# DO THIS
Present every line of the items below as a Markdown table with the columns Row and Line, numbering the rows and skipping any blank lines. Leave the pictures out of the table.

# LISTED ENTRIES
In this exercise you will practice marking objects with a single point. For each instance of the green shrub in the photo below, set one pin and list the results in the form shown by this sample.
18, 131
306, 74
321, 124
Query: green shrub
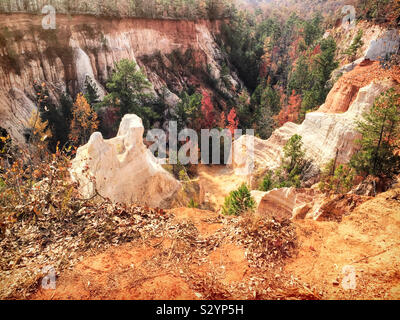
193, 204
239, 201
289, 174
268, 182
337, 179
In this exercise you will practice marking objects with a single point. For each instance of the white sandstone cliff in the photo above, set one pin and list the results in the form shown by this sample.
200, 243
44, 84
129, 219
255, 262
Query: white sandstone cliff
325, 135
124, 170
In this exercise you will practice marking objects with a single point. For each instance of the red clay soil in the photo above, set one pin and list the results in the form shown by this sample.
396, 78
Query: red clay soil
345, 90
368, 239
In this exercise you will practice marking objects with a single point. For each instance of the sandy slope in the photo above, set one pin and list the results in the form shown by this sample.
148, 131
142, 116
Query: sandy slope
368, 240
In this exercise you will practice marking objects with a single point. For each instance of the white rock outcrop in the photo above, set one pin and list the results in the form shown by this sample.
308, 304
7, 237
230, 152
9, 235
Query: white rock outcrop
123, 169
324, 135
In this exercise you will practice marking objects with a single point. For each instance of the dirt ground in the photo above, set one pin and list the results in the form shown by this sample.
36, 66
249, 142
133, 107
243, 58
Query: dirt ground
366, 242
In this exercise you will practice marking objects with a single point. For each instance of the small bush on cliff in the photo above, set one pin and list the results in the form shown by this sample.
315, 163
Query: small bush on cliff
290, 172
84, 121
127, 93
380, 142
356, 44
239, 201
338, 179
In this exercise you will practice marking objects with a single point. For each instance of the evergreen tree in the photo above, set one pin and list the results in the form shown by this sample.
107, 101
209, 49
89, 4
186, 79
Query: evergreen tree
238, 202
91, 94
380, 129
127, 92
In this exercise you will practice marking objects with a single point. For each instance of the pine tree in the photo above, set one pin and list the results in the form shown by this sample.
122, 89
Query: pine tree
91, 94
207, 111
239, 201
380, 130
233, 122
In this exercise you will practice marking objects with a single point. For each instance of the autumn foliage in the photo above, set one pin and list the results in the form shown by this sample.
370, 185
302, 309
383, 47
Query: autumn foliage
84, 121
290, 113
233, 122
207, 111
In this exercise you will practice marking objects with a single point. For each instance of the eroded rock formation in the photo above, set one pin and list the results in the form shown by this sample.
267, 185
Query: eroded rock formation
326, 134
90, 46
291, 203
123, 169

# THE RESPONSE
| Row | Line |
|---|---|
| 1 | In this exercise you will practice marking objects with a single point. For each instance of the green shrub in the photo below, set one pin and list the results in the form shown by this sample. |
| 2 | 18, 131 |
| 3 | 306, 74 |
| 4 | 321, 124 |
| 5 | Query: green shrub |
| 6 | 193, 204 |
| 7 | 239, 201 |
| 8 | 289, 174 |
| 9 | 268, 182 |
| 10 | 337, 179 |
| 11 | In this exercise you will practice marking objects with a single point. For each instance of the white sandstone cliff in the photo above, set one pin and list the results in the form shown by this sample. |
| 12 | 200, 243 |
| 13 | 44, 84 |
| 14 | 129, 219 |
| 15 | 255, 262 |
| 16 | Query: white sandstone cliff |
| 17 | 325, 135 |
| 18 | 124, 170 |
| 19 | In this exercise you will practice marking objects with a single point. For each instance of the red clay soil in the photo above, set one pin and list the results in the form shown by this sample. |
| 20 | 396, 78 |
| 21 | Query: red clay soil |
| 22 | 345, 90 |
| 23 | 368, 239 |
| 24 | In this exercise you will practice marking objects with a single point. For each instance of the sandy slope in the photo above, set one pin and list the results in the form shown by this sample. |
| 25 | 148, 131 |
| 26 | 142, 116 |
| 27 | Query: sandy slope |
| 28 | 368, 240 |
| 29 | In this exercise you will practice marking objects with a single point. For each instance of the white rock outcrop in the photo above, set one pin and list the results in the form shown by this sample. |
| 30 | 308, 304 |
| 31 | 7, 237 |
| 32 | 230, 152 |
| 33 | 9, 235 |
| 34 | Query: white rock outcrop |
| 35 | 123, 169 |
| 36 | 324, 135 |
| 37 | In this exercise you will practice marking objects with a single point. For each instance of the dirt ground in the photo above, set one pin and list the results in the form shown by this sample. |
| 38 | 36, 66 |
| 39 | 249, 142 |
| 40 | 133, 107 |
| 41 | 243, 58 |
| 42 | Query: dirt ground |
| 43 | 366, 242 |
| 44 | In this exercise you will practice marking objects with a single point. For each instance of the small bush on cliff in the photo above, set one pin and list the results in the form shown by this sample. |
| 45 | 315, 163 |
| 46 | Query: small bush on cliff |
| 47 | 290, 172 |
| 48 | 84, 121 |
| 49 | 127, 93 |
| 50 | 380, 142 |
| 51 | 356, 44 |
| 52 | 239, 201 |
| 53 | 338, 179 |
| 54 | In this exercise you will practice marking objects with a single point. For each instance of the evergreen tree in the photo above, set one pin and list the results in the form shown by this sample. |
| 55 | 107, 101 |
| 56 | 209, 49 |
| 57 | 89, 4 |
| 58 | 186, 79 |
| 59 | Query: evergreen tree |
| 60 | 238, 202 |
| 61 | 91, 94 |
| 62 | 380, 129 |
| 63 | 127, 92 |
| 64 | In this exercise you will practice marking objects with a single point. For each instance of the pine tree in the photo above, set one pin and list the results in the form shown by this sample. |
| 65 | 122, 89 |
| 66 | Query: pine tree |
| 67 | 91, 94 |
| 68 | 207, 111 |
| 69 | 239, 201 |
| 70 | 380, 130 |
| 71 | 233, 122 |
| 72 | In this exercise you will practice marking objects with a single point. For each instance of the autumn foliage in the photo above, set one pin and list the results in the form shown by this sample. |
| 73 | 370, 185 |
| 74 | 302, 309 |
| 75 | 383, 47 |
| 76 | Query: autumn foliage |
| 77 | 84, 121 |
| 78 | 290, 113 |
| 79 | 233, 122 |
| 80 | 207, 111 |
| 81 | In this exercise you will practice marking objects with a single point. For each instance of the eroded rock formation in the photo above, set one pin and list the results in the form shown by this sample. |
| 82 | 267, 185 |
| 83 | Query: eroded rock formation |
| 84 | 326, 134 |
| 85 | 90, 46 |
| 86 | 291, 203 |
| 87 | 123, 169 |